==== Records ====
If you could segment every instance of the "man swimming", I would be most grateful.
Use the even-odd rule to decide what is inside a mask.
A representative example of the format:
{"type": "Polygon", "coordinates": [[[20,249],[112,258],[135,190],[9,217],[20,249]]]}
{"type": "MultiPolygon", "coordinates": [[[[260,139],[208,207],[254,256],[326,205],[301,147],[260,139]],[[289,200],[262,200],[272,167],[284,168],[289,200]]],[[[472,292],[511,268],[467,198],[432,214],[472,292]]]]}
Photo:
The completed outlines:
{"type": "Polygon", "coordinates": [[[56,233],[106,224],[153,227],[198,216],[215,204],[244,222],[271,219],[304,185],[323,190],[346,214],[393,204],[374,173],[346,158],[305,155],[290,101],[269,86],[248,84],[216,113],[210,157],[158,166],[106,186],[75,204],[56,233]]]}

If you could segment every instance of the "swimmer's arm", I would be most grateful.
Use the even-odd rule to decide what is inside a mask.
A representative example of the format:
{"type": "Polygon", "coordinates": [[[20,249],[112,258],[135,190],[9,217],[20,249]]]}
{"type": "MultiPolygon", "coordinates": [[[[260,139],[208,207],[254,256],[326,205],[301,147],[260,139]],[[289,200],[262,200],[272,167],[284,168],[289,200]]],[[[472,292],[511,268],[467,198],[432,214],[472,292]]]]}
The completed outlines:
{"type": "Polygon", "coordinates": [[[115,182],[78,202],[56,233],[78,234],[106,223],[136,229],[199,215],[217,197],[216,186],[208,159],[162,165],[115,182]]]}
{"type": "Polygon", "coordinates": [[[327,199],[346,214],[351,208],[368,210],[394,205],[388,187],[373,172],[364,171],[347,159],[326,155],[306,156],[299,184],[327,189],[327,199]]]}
====
Please return the whole listing above word for word, keeping every line unchanged.

* [Written response]:
If you could segment every instance of the "man swimming", I would be most grateful.
Use the even-odd rule to decide what is inside a mask.
A representative example of the format:
{"type": "Polygon", "coordinates": [[[20,249],[112,258],[135,190],[9,217],[20,249]]]}
{"type": "MultiPolygon", "coordinates": [[[[260,139],[208,207],[254,256],[326,205],[301,147],[260,139]],[[289,200],[262,200],[272,167],[284,168],[289,200]]],[[[472,292],[511,268],[467,198],[432,214],[472,292]]]]}
Photo:
The completed outlines:
{"type": "Polygon", "coordinates": [[[56,233],[106,224],[153,227],[198,216],[215,204],[244,222],[271,219],[304,185],[323,190],[346,214],[393,204],[374,173],[346,158],[305,155],[290,101],[269,86],[248,84],[216,113],[210,157],[158,166],[106,186],[75,204],[56,233]]]}

If you could segment every instance of the "swimmer's arm", I would be most grateful.
Use the even-odd rule to decide what is inside a mask.
A representative example of the format:
{"type": "Polygon", "coordinates": [[[20,249],[112,258],[135,190],[9,217],[20,249]]]}
{"type": "MultiPolygon", "coordinates": [[[[260,139],[208,207],[254,256],[326,205],[301,147],[260,139]],[[289,200],[262,200],[272,167],[284,168],[289,200]]],[[[472,292],[511,268],[467,198],[432,214],[472,292]]]]}
The completed outlines:
{"type": "Polygon", "coordinates": [[[115,182],[78,202],[56,233],[78,234],[106,223],[136,229],[199,215],[217,197],[216,186],[208,159],[162,165],[115,182]]]}
{"type": "Polygon", "coordinates": [[[327,199],[346,214],[351,208],[368,210],[394,205],[388,187],[373,172],[364,171],[347,159],[326,155],[306,156],[299,184],[327,189],[327,199]]]}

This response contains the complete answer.